* START Passage *

[ prog / sol / mona ]

prog


How can I run my own instance of this

91 2020-02-25 10:50

Here are the two conditions necessary for irregex-search to break its "leftmost, longest" contract:
1. Range iteration instead of star iteration.
2. An alternation where the first branch is a prefix of the second branch.
A minimal example:

$ mit-scheme --load irregex.scm
[...]
;Loading "irregex.scm"... done
1 ]=> (define (imsis re str) (irregex-match-substring (irregex-search re str)))
;Value: imsis
1 ]=> (imsis "(a|ab){0,3}" "abab")
;Value 35: "a"

Irregex-match keeps working:

1 ]=> (define (imsim re str) (irregex-match-substring (irregex-match re str)))
;Value: imsim
1 ]=> (imsim  "(a|ab){0,3}" "abab")
;Value 36: "abab"

If only one condition is met, irregex-search works too:

1 ]=> (imsis "(ab|a){0,3}" "abab")
;Value 34: "abab"
1 ]=> (imsis "(a|ab)*" "abab")
;Value 33: "abab"

I think this might be worth telling the shinnoid. I cannot see any obvious contact info on
http://synthcode.com/scheme/irregex/
but his git commits on
https://github.com/ashinn/irregex
are by "Alex Shinn <alexshinn@gmail.com>". Well, at least he's not one of those protonmail people. If someone could drop him a line, that would be great.

>>90

That's what I tried
Can't remember what the problem was
I could have miswritten it

Clearly, it was a typo of some sort. No worries.

92 2020-02-25 21:48

Here is something peculiar. Irregex-match uses irregex-match/chunked which has two branches, one with dfa-match/longest and another with irregex-nfa. But the irregex-search/matches used by irregex-search has three branches: dfa-match/longest, dfa-match/shortest and irregex-search/backtrack. However, it is not a difference between these branches that breaks irregex-search. With some bronze age debug prints we have:

$ guile -l irregex.scm 
[...]
scheme@(guile-user)> (define (imsis re str) (irregex-match-substring (irregex-search re str)))
scheme@(guile-user)> (imsis "(a|ab){0,3}" "abab")

* END Passage *
* START Extracted material *

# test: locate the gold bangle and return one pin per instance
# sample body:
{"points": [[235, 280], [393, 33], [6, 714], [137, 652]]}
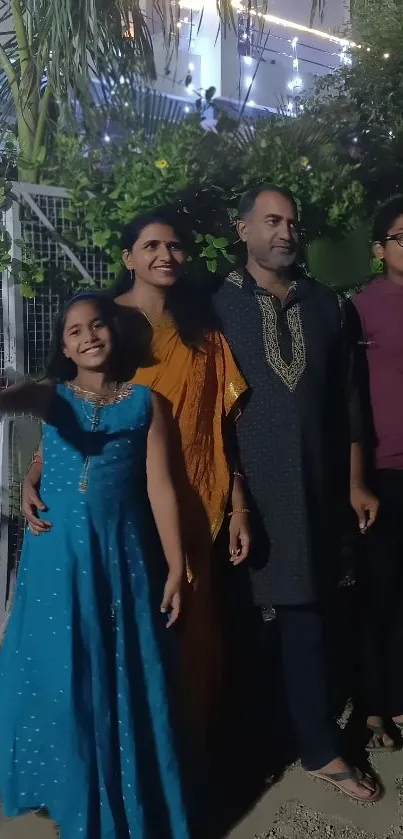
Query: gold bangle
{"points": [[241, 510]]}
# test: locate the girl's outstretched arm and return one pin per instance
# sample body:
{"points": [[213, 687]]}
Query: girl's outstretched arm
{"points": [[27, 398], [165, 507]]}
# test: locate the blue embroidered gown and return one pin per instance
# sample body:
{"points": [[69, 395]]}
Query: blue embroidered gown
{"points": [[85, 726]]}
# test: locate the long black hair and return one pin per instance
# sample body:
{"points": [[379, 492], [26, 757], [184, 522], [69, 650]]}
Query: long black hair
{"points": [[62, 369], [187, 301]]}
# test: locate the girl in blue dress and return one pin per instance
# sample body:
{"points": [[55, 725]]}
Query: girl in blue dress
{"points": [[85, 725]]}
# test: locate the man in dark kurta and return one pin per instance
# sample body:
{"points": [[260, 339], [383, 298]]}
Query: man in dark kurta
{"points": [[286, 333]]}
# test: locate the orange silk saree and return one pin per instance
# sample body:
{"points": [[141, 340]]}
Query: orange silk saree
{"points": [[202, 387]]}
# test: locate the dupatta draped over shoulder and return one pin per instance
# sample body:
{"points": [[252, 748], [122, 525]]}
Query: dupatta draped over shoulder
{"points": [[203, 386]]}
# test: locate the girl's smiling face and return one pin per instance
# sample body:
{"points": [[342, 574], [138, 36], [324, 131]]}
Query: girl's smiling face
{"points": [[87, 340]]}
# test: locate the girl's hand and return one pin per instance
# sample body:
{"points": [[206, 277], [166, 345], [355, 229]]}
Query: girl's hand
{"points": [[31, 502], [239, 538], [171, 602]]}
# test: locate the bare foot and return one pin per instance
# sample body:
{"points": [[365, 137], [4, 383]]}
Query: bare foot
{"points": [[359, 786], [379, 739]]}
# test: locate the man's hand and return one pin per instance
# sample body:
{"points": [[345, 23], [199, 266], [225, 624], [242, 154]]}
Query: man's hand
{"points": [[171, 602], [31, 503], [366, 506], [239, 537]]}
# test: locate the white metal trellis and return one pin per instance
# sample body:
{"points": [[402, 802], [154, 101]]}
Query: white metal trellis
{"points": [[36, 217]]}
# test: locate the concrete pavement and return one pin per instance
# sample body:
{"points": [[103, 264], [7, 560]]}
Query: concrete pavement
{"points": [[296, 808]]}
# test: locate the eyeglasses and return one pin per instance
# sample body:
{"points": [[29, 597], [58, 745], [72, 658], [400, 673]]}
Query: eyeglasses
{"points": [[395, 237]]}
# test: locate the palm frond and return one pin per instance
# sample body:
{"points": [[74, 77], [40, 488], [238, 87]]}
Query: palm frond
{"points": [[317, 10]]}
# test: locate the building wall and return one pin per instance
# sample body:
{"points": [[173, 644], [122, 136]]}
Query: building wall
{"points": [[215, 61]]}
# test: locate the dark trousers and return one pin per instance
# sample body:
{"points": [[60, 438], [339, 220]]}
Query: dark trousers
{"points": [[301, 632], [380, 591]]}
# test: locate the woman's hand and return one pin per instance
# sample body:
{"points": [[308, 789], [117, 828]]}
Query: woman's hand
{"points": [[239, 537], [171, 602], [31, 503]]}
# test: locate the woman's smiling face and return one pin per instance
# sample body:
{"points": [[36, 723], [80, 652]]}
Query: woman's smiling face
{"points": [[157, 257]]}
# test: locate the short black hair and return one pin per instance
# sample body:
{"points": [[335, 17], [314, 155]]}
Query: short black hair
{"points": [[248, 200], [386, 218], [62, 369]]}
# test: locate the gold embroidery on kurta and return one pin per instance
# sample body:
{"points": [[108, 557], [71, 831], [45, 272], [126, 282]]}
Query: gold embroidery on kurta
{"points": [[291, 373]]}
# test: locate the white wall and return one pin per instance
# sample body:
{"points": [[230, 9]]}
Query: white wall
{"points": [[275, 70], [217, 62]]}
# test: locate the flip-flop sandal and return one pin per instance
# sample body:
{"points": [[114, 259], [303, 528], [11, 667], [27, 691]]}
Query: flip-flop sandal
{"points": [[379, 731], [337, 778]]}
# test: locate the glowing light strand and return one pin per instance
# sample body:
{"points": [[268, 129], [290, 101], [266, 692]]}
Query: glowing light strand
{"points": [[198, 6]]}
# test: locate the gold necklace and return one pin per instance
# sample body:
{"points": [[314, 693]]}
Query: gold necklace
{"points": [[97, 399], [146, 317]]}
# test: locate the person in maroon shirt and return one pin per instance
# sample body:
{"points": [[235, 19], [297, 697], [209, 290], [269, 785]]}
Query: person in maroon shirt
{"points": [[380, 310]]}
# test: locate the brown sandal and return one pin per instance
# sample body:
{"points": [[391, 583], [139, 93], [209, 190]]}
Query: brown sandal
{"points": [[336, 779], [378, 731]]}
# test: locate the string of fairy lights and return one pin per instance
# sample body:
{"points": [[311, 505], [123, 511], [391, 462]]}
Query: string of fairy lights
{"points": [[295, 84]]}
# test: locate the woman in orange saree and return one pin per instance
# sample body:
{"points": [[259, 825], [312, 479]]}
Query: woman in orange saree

* END Extracted material *

What this exercise asks —
1. In the irregex thread, why does irregex-search return the full "abab" for the pattern "(ab|a){0,3}", even though "(a|ab){0,3}" returns only "a"?
2. Answer these questions from the irregex thread:
(a) In the minimal example, what value does imsis return for "(a|ab){0,3}" on "abab"?
(b) Which two branches does irregex-match/chunked have?
(c) Whose name and address appear on the git commits in the GitHub repository?

Answers provided —
1. According to the thread, irregex-search breaks its "leftmost, longest" contract only when two conditions hold together: range iteration instead of star iteration, and an alternation whose first branch is a prefix of the second. In "(ab|a){0,3}" the first branch "ab" is not a prefix of "a", so only the range-iteration condition is met, and in that case irregex-search works correctly.

2.
(a) "a"
(b) dfa-match/longest and irregex-nfa
(c) Alex Shinn <alexshinn@gmail.com>